## Written instruction
Pick out each line in the items below that contains the word "uniform", and copy those lines.

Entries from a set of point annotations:
────────────────

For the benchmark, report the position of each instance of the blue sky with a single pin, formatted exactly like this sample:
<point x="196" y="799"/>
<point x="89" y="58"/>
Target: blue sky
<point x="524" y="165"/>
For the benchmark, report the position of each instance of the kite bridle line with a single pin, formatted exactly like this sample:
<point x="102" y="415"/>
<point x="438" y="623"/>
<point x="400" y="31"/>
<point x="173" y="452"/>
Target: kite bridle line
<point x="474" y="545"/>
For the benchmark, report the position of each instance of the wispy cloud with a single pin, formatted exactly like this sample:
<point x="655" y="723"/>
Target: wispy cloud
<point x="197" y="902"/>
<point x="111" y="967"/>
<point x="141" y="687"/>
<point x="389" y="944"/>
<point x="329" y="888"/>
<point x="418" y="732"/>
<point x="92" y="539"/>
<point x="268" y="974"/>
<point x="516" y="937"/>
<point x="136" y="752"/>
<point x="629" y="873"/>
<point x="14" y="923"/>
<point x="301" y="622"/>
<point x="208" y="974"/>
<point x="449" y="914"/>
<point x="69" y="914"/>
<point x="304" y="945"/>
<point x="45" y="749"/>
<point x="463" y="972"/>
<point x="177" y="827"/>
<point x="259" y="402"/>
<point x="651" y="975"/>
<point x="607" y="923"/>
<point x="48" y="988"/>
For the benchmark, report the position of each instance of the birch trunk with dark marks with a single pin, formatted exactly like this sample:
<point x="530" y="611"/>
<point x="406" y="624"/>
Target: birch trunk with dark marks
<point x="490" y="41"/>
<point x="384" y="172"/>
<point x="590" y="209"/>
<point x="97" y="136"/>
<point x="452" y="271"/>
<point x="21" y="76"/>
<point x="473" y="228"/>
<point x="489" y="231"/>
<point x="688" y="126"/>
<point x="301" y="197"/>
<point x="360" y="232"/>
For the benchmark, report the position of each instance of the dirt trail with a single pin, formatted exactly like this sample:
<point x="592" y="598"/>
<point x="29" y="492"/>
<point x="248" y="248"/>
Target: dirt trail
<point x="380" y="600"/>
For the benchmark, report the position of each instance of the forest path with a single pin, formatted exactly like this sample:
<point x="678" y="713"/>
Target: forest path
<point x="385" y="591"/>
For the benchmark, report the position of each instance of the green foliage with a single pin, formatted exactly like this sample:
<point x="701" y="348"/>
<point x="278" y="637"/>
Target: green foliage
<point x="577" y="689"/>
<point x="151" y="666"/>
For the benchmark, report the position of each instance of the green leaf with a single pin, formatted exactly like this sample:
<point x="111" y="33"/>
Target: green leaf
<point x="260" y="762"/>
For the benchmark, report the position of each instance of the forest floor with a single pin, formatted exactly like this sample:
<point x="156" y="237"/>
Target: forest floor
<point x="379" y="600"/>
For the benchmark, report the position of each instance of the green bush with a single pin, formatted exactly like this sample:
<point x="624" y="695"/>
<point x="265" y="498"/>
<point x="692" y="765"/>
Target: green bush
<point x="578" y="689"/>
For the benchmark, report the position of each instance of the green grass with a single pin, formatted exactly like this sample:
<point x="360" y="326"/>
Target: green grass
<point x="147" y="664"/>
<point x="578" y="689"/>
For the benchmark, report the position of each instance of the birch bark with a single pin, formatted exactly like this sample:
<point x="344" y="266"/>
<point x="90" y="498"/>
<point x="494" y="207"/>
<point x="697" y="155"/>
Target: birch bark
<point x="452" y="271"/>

────────────────

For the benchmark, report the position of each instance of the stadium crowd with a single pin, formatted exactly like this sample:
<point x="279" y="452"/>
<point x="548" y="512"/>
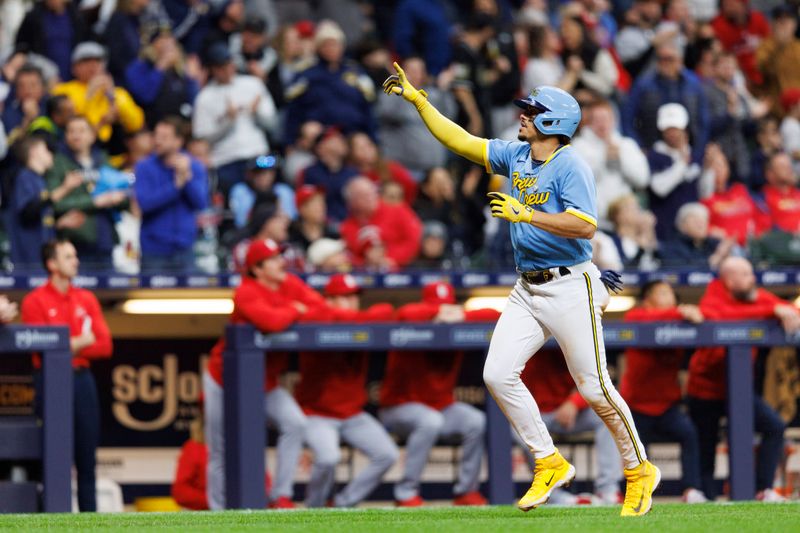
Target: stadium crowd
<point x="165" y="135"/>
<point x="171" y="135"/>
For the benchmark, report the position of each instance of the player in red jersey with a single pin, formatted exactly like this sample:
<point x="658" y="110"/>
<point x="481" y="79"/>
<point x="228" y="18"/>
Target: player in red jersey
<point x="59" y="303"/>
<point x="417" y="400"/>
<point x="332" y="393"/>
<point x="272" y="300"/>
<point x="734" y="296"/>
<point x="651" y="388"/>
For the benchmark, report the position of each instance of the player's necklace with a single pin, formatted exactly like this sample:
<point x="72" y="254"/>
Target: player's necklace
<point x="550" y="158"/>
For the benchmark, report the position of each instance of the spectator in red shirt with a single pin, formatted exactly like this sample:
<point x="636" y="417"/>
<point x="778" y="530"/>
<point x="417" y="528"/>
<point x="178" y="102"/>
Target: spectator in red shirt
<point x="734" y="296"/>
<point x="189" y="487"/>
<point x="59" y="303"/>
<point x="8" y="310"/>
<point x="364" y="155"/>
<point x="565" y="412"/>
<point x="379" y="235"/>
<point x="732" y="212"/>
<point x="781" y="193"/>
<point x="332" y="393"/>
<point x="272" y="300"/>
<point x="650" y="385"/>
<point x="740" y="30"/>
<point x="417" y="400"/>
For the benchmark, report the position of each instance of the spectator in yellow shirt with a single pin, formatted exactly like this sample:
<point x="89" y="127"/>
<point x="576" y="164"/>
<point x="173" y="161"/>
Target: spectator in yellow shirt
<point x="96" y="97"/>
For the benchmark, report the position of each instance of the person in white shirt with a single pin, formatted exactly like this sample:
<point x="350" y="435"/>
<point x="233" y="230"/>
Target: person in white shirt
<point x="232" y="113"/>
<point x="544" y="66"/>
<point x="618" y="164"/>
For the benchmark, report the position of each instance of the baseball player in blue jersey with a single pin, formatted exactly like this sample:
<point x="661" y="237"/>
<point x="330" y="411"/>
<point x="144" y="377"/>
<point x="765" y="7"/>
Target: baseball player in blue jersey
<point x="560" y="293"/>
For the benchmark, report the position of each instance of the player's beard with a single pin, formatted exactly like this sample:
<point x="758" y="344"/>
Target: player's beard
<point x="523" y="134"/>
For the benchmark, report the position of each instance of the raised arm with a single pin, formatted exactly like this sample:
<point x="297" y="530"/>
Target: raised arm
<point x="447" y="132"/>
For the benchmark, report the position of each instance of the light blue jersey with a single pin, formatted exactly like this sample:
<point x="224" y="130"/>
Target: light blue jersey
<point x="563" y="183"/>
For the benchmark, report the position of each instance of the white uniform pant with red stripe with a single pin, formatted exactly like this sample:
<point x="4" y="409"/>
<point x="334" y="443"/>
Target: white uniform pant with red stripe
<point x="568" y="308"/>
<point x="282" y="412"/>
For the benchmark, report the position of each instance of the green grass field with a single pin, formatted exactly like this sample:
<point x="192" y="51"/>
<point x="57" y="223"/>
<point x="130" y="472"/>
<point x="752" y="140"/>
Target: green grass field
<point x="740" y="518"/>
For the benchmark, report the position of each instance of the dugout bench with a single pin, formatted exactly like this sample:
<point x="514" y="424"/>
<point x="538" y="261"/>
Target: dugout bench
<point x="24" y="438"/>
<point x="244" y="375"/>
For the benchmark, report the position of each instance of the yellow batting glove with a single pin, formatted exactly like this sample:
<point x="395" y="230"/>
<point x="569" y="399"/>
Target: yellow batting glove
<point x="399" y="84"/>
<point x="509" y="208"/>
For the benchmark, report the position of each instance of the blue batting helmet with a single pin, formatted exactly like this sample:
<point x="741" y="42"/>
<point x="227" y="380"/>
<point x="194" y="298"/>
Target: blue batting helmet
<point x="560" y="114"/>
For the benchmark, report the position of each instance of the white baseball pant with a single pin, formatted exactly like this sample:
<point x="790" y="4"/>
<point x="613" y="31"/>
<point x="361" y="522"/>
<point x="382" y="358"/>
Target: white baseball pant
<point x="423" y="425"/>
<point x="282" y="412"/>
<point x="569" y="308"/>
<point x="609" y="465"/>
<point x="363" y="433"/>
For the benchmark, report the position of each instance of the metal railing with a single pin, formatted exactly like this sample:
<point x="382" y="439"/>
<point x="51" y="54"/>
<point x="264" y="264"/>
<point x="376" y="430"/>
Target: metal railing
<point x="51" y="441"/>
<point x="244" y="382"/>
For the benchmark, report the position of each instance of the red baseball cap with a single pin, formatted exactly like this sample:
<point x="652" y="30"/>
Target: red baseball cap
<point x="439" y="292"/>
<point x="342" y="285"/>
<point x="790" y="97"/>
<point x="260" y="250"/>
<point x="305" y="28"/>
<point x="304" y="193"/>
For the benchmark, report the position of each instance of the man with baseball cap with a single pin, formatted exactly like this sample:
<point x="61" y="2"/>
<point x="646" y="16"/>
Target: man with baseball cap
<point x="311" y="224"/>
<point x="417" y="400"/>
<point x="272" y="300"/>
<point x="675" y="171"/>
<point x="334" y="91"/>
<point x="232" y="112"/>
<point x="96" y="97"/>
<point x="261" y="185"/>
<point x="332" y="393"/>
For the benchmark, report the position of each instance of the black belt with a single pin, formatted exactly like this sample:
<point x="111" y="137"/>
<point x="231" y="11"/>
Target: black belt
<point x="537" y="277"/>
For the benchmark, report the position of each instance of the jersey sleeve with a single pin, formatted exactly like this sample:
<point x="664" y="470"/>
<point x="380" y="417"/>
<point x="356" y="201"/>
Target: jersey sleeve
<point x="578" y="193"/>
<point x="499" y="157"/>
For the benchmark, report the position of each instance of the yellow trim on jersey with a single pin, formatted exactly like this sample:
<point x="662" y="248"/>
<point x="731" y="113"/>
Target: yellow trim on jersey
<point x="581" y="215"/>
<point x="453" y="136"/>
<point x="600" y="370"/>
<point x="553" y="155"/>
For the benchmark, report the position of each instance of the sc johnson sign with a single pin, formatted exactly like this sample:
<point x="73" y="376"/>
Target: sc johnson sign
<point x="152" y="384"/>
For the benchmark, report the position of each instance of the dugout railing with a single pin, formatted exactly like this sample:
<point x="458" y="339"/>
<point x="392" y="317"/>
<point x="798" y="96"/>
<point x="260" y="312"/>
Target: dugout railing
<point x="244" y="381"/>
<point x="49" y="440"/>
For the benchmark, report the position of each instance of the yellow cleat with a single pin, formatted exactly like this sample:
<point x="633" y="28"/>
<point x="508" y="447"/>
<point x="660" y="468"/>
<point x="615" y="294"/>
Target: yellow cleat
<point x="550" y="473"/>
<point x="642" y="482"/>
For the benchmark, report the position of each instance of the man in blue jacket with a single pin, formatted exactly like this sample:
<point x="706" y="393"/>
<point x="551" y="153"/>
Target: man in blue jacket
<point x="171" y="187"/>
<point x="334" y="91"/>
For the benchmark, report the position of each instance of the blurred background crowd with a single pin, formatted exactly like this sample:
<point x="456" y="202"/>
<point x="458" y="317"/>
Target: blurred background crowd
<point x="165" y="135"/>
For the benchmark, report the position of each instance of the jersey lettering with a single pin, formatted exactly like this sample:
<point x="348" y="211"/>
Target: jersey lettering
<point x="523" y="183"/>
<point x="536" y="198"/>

────────────────

## Written answer
For the benchmark, report the position of each instance of the white uniform pant with red stripe with a single pin, formatted exactly like this sample:
Target: white uniform pant with red stripe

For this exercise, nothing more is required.